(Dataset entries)
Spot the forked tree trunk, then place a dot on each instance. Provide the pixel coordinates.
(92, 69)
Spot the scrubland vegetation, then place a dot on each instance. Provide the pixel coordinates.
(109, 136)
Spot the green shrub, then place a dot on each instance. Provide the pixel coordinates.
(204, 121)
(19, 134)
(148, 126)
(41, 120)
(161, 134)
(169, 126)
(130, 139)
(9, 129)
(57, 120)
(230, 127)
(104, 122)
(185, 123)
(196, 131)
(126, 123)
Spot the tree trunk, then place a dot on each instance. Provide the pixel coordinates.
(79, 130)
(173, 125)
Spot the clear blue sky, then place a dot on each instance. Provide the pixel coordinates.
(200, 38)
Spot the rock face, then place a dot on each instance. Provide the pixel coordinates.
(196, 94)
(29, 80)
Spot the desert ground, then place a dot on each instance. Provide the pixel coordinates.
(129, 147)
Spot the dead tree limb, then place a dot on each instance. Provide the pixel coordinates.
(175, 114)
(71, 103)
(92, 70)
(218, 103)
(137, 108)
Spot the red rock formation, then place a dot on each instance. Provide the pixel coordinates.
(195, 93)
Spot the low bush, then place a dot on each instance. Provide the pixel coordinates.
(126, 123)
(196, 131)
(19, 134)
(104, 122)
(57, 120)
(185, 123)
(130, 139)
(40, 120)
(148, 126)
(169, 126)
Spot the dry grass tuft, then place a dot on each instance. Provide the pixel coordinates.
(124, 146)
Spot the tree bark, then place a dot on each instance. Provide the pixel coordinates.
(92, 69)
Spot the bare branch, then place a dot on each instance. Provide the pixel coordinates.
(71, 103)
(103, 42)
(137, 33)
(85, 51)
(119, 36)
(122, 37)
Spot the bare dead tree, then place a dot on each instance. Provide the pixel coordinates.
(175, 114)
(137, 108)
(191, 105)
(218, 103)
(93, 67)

# Exercise requirements:
Convert the rows above into a two-column CSV with the headers "prompt" and "points", giving one line for each row. Put the row's text in the "prompt" column and its answer in the "points" column, wrap each field in double quotes, and replace any line breaks inside a field with spaces.

# Solved exercise:
prompt,points
"Spot the forked tree trunk, then place a dot on each instance. Provide the pixel coordinates.","(92, 69)"
"Spot the scrubland vegetation, then place a dot on each instance. Provide the pixel coordinates.","(109, 136)"
"Spot the green shrub, then place a dot on each instance. Provide the pixel coordinates.","(204, 121) (19, 134) (148, 126) (41, 120) (161, 134) (169, 126) (130, 139) (9, 129) (57, 120) (230, 127) (104, 122) (185, 123) (196, 131) (126, 123)"
"Spot the tree trunk, then place a dot on each instance. Provide the pixel coordinates.","(79, 130) (173, 125)"
"Spot the clear blue sky, then place a dot on each instance. Provide the pixel coordinates.","(200, 38)"
"Spot the rock face, then place a dot on each instance. Provide the pixel coordinates.","(196, 94) (29, 80)"
"Spot the desert ground, then place a dot on each instance. Provide the pixel coordinates.","(129, 147)"
"Spot the dead tree limb, then place a dot on each instance. Provide the pixel coordinates.","(175, 114) (71, 103) (92, 70) (218, 103) (137, 108)"
"Spot the red rock formation, then place a dot on each instance. Provide the pixel coordinates.","(195, 93)"
"Spot the low bush, then place a dot on each instance. Provide the pixel coordinates.","(126, 123) (196, 131) (19, 134) (104, 122) (57, 120) (185, 123) (130, 139) (40, 120) (148, 126) (169, 126)"
"Spot the dry grass tuft, then place a dot on each instance. Provide the pixel coordinates.","(124, 146)"
"Spot the tree bark, then place a dot on each instance. Provide the pixel coordinates.","(92, 69)"
"Spot the bare branch, then place a dot on each instance. Provide the pixel coordinates.","(71, 103) (103, 42) (137, 33) (85, 51) (119, 36) (122, 37)"
"Spot the bare dead tree, then place a dot on each instance. Provide the pixel coordinates.","(175, 114) (137, 108) (191, 105) (218, 103) (93, 67)"